- [Supplied passage]:
Project Canterbury

Essays in Appreciation
by George William Douglas, D.D., S.T.D.

New York: Longmans, Green and Co., 1913.


Bishop Doane--The Poet

IN this issue the Churchman contains a letter expressive of the sincere sympathy which all friends of the Bishop of Albany are feeling at this time--sympathy which surely is shared by church people generally, for Bishop Doane is known and honoured throughout our country, and far beyond. This is neither the place nor the time to say more on that intimate theme; but I think that even here and now something can be said which will not be out of harmony with what so many of us are thinking in our hearts.

- [About this exercise]: In the essay on Bishop Doane, what place is the bishop named as the Bishop of?

- [Entries supplied]:

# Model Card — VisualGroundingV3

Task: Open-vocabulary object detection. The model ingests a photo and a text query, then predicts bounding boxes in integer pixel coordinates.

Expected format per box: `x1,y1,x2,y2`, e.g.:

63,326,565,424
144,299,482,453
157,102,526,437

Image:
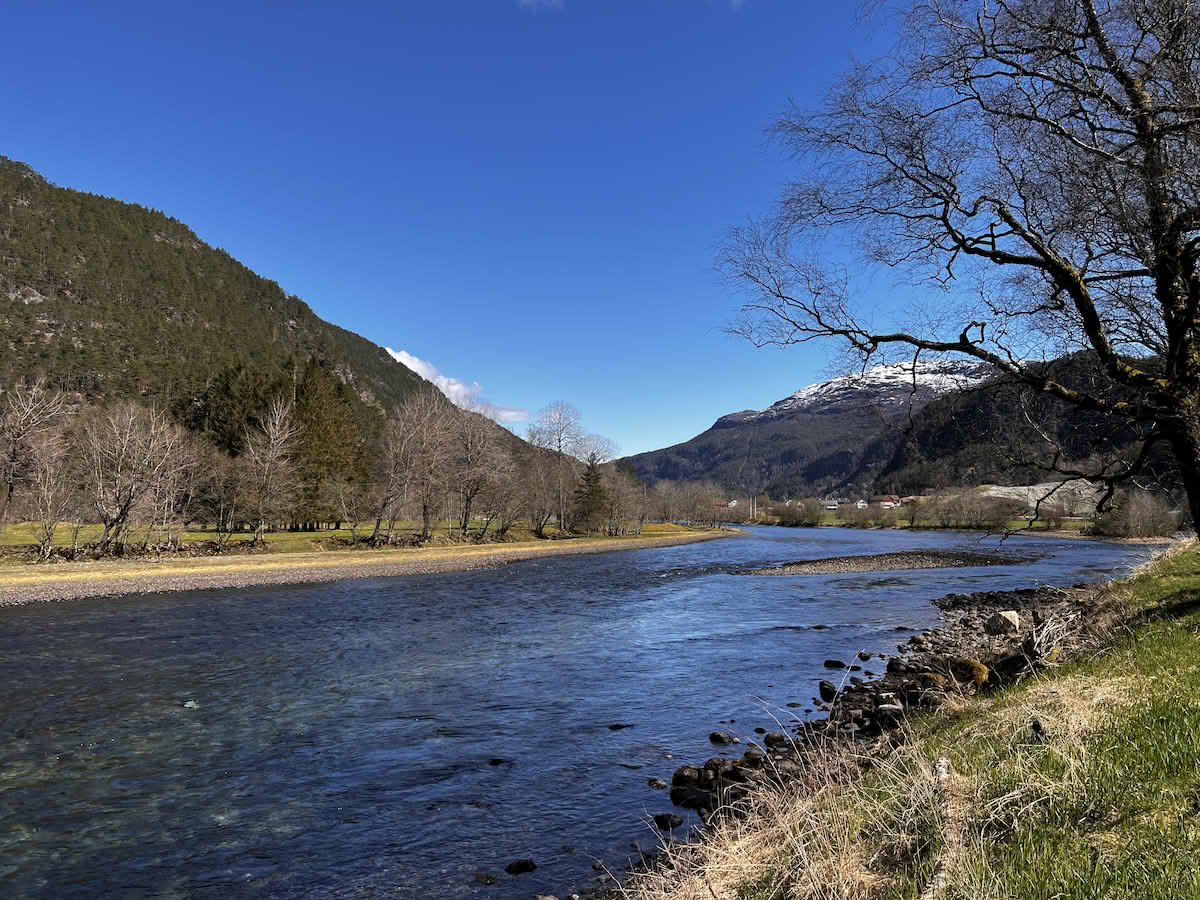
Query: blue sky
0,0,902,452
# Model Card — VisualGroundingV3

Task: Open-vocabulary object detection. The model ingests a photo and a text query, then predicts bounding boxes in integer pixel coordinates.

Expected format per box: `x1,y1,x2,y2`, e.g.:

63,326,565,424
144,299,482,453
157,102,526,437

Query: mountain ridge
628,360,994,497
0,156,428,410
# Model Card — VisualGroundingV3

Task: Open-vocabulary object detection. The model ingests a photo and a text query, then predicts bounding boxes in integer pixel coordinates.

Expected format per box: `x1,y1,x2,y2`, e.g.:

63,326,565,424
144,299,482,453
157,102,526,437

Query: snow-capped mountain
713,360,996,428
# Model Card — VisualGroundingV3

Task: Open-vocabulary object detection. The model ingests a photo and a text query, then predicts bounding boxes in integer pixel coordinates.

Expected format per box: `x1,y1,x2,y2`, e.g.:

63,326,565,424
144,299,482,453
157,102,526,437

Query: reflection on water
0,529,1146,898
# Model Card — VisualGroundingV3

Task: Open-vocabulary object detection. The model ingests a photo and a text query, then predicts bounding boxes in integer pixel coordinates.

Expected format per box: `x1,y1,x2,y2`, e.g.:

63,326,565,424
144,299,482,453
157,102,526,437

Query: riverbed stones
983,610,1021,636
671,785,714,810
946,656,991,688
654,812,683,832
875,703,904,728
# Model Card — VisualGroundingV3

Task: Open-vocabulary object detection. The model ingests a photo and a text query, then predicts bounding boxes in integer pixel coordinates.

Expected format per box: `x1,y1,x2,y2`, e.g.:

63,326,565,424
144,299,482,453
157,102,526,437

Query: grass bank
0,527,733,606
620,544,1200,900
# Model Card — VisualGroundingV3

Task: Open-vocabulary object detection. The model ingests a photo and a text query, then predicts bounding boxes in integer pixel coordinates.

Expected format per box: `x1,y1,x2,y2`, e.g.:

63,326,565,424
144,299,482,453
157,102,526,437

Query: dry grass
0,530,731,602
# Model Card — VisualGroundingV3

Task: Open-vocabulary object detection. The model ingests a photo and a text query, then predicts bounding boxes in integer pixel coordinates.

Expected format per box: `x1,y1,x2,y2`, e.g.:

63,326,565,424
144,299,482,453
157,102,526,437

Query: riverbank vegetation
760,487,1186,538
0,379,734,560
622,542,1200,900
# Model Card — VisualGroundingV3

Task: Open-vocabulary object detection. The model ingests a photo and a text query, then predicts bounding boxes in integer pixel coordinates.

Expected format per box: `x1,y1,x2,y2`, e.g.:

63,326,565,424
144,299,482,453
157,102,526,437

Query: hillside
0,157,425,409
629,361,989,497
630,354,1175,498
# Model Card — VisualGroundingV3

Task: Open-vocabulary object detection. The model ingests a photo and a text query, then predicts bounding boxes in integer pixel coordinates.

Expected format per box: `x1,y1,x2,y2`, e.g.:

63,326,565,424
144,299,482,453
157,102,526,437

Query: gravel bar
0,530,737,606
740,550,1036,575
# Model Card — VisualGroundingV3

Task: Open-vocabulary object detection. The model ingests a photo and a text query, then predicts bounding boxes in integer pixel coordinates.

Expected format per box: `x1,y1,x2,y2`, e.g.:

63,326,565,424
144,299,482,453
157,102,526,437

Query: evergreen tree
296,359,365,524
575,454,608,534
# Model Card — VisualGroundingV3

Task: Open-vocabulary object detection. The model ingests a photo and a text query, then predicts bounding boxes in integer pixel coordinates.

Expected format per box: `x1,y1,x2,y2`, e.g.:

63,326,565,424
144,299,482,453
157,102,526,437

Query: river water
0,528,1148,899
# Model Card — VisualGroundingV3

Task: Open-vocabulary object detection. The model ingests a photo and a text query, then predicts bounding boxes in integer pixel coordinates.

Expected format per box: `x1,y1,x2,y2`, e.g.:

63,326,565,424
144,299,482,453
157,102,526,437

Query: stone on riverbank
983,610,1021,636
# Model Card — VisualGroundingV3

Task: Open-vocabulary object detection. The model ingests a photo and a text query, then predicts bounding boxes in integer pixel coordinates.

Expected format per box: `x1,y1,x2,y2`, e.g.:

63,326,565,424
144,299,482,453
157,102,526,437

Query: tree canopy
720,0,1200,518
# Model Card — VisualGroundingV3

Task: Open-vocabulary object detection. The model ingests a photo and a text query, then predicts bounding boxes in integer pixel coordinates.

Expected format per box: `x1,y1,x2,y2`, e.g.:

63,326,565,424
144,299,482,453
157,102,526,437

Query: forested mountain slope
0,157,425,409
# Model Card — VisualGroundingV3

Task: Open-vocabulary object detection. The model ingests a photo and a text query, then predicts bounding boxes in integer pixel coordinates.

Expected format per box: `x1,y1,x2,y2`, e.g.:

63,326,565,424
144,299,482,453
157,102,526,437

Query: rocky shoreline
552,578,1112,900
738,550,1036,575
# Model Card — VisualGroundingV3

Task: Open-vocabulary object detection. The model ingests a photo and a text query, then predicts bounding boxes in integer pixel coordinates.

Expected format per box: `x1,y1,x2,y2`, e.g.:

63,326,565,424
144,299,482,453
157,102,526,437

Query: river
0,528,1148,900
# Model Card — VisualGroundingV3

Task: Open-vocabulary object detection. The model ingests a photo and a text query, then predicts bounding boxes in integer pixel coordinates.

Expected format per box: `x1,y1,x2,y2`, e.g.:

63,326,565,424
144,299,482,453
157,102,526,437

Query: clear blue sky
7,0,883,452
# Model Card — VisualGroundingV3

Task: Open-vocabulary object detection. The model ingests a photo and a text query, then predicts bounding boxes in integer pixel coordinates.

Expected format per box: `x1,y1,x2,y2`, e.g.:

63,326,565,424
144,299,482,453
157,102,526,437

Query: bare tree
450,407,504,534
396,390,456,539
721,0,1200,521
244,397,300,541
198,446,253,551
0,379,66,527
604,463,649,535
521,452,559,538
528,401,583,529
28,428,78,559
478,450,526,538
77,401,184,552
142,426,208,548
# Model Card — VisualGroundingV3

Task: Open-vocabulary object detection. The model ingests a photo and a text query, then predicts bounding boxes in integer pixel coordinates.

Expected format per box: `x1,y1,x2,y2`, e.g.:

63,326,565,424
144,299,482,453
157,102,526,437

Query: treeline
0,360,720,558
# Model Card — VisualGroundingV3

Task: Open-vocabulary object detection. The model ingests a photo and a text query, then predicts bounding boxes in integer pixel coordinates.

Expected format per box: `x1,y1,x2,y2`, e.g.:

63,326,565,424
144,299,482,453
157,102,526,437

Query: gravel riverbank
740,550,1033,575
0,530,736,606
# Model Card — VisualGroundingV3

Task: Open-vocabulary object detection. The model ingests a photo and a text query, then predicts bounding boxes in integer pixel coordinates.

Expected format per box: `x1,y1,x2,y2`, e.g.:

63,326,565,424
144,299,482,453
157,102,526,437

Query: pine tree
575,454,608,534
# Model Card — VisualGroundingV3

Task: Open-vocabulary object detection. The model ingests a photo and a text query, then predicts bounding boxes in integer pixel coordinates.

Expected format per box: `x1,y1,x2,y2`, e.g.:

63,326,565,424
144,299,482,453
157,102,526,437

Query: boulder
742,746,767,767
671,766,700,785
762,731,787,749
671,785,715,810
983,610,1021,636
654,812,683,832
946,656,990,688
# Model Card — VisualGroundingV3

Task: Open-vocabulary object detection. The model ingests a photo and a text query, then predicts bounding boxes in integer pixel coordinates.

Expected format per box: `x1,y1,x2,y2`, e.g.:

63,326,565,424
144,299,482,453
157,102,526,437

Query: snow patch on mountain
714,360,996,427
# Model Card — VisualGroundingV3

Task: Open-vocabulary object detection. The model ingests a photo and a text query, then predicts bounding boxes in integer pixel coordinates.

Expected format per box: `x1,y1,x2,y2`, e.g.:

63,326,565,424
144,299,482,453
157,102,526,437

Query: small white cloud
384,347,529,424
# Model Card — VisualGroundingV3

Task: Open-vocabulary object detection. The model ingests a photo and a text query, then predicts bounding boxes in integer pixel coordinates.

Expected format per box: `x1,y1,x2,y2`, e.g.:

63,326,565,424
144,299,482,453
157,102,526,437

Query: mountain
629,360,994,497
0,157,427,409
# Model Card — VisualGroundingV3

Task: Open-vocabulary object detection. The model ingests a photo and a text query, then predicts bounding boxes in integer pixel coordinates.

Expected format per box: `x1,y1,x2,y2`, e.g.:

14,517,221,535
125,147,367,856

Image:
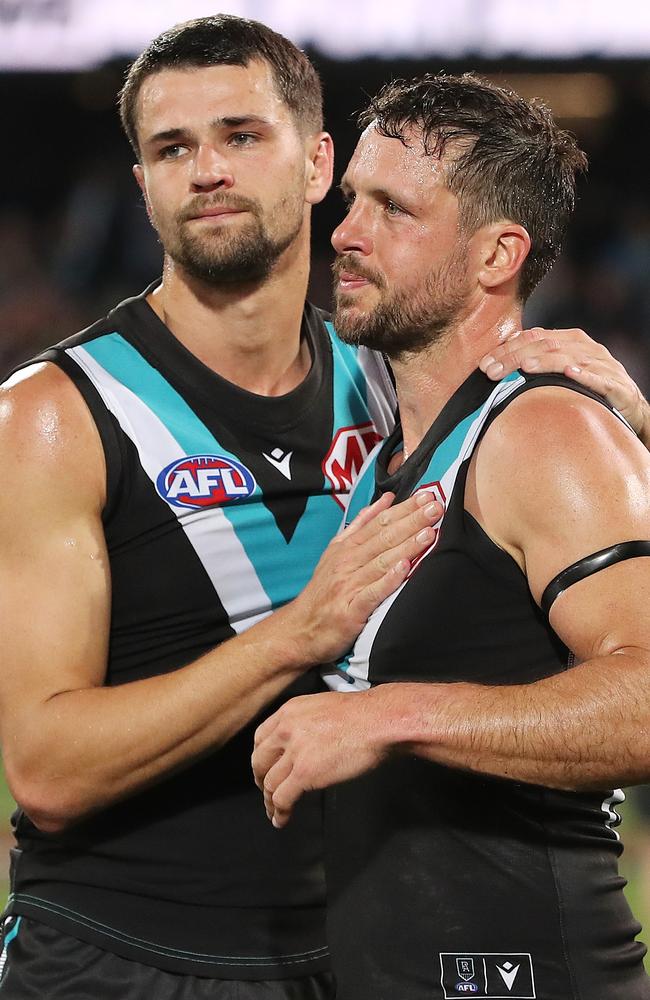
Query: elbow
7,768,89,834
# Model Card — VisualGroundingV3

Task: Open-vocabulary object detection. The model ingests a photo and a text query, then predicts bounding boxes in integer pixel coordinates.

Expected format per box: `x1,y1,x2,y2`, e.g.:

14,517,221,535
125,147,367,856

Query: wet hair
358,73,587,301
119,14,323,156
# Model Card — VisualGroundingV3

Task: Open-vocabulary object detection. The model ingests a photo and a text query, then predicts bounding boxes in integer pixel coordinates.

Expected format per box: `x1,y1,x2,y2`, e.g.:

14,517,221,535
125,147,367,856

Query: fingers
346,490,443,572
479,327,618,381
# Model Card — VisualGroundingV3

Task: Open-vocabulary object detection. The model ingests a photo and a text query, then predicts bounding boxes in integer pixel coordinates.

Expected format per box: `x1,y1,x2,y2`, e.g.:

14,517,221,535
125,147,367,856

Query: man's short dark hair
119,14,323,156
359,73,587,301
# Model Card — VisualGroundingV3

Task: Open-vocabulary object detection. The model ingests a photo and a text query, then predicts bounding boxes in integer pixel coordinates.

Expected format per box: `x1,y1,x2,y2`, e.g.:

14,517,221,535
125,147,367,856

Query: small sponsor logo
156,455,256,510
440,952,537,1000
262,448,293,480
456,958,475,982
323,421,381,508
497,962,519,992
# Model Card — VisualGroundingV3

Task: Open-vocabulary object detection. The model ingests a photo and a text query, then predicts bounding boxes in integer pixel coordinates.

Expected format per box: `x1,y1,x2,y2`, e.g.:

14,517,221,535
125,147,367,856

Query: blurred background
0,0,650,952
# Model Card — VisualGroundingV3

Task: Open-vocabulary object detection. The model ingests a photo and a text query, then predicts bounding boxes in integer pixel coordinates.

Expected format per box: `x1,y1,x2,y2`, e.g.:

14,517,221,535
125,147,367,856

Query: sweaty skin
253,125,650,826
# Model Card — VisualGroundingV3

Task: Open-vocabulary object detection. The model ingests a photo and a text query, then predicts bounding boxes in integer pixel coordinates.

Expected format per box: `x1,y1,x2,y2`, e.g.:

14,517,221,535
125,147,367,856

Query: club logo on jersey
440,952,537,1000
156,455,257,510
323,421,381,509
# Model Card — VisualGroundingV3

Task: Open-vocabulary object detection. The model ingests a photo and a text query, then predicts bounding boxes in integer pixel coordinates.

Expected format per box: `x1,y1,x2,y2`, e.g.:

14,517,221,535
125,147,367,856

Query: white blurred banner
0,0,650,70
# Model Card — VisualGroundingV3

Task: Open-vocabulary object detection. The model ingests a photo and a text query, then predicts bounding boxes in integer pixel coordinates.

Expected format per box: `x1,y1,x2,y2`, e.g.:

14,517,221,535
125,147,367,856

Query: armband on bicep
540,541,650,615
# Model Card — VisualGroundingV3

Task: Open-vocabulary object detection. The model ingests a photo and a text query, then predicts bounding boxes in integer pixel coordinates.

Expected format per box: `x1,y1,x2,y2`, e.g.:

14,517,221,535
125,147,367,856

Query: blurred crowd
0,58,650,392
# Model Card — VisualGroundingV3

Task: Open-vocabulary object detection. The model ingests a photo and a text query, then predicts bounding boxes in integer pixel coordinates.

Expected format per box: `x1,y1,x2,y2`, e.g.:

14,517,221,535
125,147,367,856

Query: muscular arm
479,326,650,450
0,366,440,831
254,389,650,826
384,389,650,788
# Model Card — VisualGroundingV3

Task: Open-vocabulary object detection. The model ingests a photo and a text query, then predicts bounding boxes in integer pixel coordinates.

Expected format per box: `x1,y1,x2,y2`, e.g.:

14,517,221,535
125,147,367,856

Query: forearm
3,611,309,829
368,652,650,790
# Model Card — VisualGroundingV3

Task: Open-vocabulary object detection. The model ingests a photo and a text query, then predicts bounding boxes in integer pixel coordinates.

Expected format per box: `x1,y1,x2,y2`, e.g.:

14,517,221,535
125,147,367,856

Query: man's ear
133,163,152,222
476,222,531,288
305,132,334,205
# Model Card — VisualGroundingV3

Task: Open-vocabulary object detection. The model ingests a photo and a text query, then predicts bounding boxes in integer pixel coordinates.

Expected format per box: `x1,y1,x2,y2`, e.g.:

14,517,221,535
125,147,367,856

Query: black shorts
0,917,336,1000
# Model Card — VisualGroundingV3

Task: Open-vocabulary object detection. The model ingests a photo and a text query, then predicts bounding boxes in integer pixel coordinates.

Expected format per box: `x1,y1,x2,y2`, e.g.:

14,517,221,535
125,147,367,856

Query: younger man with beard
253,75,650,1000
0,16,446,1000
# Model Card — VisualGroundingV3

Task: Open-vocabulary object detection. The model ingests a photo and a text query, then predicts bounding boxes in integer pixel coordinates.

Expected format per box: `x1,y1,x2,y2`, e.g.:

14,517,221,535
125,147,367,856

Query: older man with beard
253,75,650,1000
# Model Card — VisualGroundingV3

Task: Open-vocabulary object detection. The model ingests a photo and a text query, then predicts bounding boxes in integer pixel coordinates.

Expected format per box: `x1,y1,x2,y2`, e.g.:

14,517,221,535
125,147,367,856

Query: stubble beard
159,191,303,288
333,245,467,360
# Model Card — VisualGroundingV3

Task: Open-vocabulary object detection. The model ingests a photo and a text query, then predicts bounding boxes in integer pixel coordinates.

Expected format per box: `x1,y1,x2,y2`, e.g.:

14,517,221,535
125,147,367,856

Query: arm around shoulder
379,388,650,789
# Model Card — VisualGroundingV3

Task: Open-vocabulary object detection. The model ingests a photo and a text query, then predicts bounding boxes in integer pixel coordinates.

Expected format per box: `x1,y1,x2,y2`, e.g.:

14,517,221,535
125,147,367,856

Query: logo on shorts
323,421,381,508
440,952,537,1000
156,455,256,510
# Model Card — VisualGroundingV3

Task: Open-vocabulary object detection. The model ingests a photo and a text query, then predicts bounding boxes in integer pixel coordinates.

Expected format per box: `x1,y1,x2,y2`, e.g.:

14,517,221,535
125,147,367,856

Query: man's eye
229,132,257,146
385,201,404,215
159,142,187,160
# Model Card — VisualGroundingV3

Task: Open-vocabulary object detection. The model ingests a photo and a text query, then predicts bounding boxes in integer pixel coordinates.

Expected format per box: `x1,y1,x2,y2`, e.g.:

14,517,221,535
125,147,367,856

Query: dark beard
173,219,302,286
333,252,466,360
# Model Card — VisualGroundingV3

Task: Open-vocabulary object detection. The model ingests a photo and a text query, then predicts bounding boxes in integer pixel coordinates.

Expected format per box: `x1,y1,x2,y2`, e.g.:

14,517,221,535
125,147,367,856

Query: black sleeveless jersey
327,372,650,1000
10,289,394,979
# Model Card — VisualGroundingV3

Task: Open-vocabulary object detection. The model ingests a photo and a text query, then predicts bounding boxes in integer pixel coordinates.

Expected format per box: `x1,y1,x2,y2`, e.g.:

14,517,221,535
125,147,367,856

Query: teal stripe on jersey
345,452,379,525
84,332,341,607
325,322,370,427
4,917,23,951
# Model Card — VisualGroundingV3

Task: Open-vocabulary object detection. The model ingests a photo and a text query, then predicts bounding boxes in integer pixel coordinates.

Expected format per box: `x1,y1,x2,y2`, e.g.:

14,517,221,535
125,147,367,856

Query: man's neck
391,294,522,455
148,238,311,396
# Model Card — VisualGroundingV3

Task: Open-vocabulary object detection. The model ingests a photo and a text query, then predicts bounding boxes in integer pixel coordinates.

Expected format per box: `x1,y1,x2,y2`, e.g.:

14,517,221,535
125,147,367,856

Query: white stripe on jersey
323,376,525,691
67,347,271,633
357,347,397,437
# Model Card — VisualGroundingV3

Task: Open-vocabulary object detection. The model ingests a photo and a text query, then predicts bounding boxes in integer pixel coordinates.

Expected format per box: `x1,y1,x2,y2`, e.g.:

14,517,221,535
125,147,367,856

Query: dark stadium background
0,33,650,960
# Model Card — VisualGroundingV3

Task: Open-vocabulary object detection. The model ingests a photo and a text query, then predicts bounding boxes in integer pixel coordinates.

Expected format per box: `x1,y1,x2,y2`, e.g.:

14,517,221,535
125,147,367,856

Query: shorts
0,916,336,1000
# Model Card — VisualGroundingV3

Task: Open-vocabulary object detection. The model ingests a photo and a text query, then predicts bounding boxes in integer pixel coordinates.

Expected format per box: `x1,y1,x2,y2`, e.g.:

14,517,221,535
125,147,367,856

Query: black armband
540,541,650,615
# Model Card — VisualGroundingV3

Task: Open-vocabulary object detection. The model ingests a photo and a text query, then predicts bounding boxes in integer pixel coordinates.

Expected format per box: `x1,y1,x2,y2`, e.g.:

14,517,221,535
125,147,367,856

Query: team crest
323,421,382,509
156,455,257,510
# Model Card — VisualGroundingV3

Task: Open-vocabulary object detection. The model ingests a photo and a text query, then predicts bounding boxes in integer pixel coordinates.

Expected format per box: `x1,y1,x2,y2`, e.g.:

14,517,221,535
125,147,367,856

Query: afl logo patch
156,455,257,510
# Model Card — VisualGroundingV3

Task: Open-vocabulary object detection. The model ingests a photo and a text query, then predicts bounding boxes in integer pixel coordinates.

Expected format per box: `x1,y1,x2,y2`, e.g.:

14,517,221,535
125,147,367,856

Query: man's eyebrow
338,177,403,204
145,115,272,143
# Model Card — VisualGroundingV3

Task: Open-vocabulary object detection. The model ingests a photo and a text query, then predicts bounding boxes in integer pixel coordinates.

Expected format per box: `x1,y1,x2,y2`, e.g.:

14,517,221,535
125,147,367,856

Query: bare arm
479,326,650,449
0,366,434,831
254,389,650,826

- [Your response]: Albany